__Goal of the exercise__: Continue the news story about Bob Albritton and the Boston Marathon from the point where it stops.
::: Extract :::
WENDELL — For the second year in a row at the Boston Marathon, death missed Bob Albritton by about an hour.
This year, the 61-year-old pastor of Wendell United Methodist Church crossed the finish line about 70 minutes before two bombs exploded there, killing three people and injuring dozens more. Albritton was resting at a friend’s house in nearby Hopkinton when it happened.
He finished the race last year, too. But, a day after running the 26.2 miles in summer-like heat, Albritton lost consciousness and collapsed in his hotel room.
“The night before, he was complaining that he had a headache and flu-like symptoms,” said Anne Albritton, the pastor’s daughter and the only person with him.
“The next morning, we walked around Quincy Market. When we got back (to the hotel), he blacked out,” she said. “It was pretty scary.”
Albritton awoke about 15 hours later at Massachusetts General Hospital in Boston, where doctors treated him for overhydration. They told Albritton he flushed many key nutrients such as potassium and sodium from his body by drinking so much water so quickly after the race.
“They said if (their daughter) had not been in the room, he could’ve had swelling in his brain ... and died within an hour,” said Albritton’s wife, Becky.
Overhydration in marathon runners is common, but not to the degree Albritton experienced, says Sheri Allen, a registered dietitian with Rex Wellness Center: “Rarely do you see someone have seizures or black out.”
Albritton downplays both scares. He points out he was hospitalized “only” 48 hours for overhydration and was on a plane home by 7 the night of the bombing.
::: Input data :::
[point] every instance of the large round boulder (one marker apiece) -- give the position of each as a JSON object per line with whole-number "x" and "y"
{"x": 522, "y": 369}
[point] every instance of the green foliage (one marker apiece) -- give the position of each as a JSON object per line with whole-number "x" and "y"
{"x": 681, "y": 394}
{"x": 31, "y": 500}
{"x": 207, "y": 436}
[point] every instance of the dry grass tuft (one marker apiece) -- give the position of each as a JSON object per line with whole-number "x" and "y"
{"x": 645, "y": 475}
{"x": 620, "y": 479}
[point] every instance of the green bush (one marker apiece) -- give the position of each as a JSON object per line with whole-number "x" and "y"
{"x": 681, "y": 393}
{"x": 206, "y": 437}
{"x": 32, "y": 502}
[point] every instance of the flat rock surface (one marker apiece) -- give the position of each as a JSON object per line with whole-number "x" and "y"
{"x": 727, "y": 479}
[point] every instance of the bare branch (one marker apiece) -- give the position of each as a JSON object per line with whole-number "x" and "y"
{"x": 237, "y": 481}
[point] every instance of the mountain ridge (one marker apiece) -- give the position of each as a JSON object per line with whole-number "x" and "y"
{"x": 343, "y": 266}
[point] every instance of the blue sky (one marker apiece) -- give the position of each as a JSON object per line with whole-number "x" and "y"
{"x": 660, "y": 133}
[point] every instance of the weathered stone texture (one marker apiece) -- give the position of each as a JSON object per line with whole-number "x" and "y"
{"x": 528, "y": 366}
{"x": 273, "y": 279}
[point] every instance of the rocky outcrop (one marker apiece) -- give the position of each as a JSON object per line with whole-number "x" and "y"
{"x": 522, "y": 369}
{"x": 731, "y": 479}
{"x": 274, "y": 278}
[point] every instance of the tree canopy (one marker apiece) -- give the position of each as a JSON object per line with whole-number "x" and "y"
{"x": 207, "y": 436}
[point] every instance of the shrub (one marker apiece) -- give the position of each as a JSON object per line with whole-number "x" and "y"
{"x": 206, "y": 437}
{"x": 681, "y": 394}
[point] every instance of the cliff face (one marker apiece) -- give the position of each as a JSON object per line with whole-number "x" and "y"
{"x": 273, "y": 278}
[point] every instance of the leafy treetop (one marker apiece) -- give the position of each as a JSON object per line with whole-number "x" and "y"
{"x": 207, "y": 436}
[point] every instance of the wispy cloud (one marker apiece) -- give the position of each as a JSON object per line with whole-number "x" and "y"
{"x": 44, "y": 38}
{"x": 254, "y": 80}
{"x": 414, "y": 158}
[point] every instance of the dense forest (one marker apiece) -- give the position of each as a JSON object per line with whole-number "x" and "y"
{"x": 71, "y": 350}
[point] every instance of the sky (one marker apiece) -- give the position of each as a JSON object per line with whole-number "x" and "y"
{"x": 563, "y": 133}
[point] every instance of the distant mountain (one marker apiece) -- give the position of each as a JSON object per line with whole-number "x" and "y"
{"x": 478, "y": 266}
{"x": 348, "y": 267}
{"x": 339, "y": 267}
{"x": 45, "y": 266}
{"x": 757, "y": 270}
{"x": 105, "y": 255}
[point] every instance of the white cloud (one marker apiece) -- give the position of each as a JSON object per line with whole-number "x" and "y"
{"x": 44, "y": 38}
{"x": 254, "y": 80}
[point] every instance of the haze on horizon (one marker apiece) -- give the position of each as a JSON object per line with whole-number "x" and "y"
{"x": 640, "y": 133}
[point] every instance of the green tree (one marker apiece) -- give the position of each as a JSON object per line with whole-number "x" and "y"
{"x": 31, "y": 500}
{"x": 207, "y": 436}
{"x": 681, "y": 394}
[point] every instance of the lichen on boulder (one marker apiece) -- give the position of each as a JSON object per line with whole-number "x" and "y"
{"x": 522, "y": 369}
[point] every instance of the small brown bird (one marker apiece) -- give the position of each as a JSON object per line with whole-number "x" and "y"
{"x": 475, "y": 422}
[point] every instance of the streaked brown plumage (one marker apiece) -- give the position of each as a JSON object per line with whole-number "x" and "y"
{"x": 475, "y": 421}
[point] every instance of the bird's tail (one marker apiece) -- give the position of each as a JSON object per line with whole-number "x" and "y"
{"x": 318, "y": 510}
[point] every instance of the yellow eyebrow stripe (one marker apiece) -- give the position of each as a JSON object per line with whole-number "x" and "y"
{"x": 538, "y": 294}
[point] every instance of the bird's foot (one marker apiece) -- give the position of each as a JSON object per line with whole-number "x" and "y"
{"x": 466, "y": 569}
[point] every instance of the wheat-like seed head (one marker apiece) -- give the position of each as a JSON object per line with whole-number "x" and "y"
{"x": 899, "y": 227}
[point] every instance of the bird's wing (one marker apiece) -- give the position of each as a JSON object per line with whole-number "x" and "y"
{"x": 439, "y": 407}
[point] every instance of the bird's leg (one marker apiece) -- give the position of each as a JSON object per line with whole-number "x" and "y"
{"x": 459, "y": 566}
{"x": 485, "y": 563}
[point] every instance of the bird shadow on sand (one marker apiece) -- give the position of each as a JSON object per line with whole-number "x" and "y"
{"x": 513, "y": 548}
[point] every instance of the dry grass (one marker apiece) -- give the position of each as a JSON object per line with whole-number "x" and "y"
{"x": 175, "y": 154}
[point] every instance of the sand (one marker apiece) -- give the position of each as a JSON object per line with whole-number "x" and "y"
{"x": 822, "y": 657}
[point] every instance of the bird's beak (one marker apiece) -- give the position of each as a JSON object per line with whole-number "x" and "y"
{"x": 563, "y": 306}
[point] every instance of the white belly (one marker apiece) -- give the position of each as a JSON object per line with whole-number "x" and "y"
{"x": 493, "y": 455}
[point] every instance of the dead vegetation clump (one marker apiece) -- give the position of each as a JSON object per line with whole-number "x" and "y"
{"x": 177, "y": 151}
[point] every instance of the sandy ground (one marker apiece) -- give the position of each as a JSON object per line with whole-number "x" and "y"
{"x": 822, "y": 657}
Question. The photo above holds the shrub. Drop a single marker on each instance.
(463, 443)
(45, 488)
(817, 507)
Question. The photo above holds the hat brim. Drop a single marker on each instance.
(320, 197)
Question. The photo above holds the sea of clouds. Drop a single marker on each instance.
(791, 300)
:::
__Result for this task__:
But he admits his emotions crested about two days after the bombings, while he was sitting at home reading the newspaper.
“When you read about a ballet dancer who loses her leg ... it’s just a terrible feeling,” he said. “I am glad to be alive.”
Bob Albritton has been trying to live differently since last year’s hospital stint. As recently as this year’s Easter sermon, he mentioned how it affected him. “I am now trying to figure out what I am going to do with the rest of this life, which I almost did not have,” he said. “I will refuse to waste my life on the small stuff.”
That attitude is reflected in Albritton’s decision not to run the Boston Marathon again. Though he wasn’t satisfied with his race time this year, 3 hours, 34 minutes, he insists this year’s race was his last – not because of the bombings or his recent misfortune, but because participating in Raleigh’s Memorial Run brought him “closure.”
Still, Anne Albritton isn’t convinced. “You know how runners are,” she said. “They’re always determined to reach a personal best, to keep running no matter what.”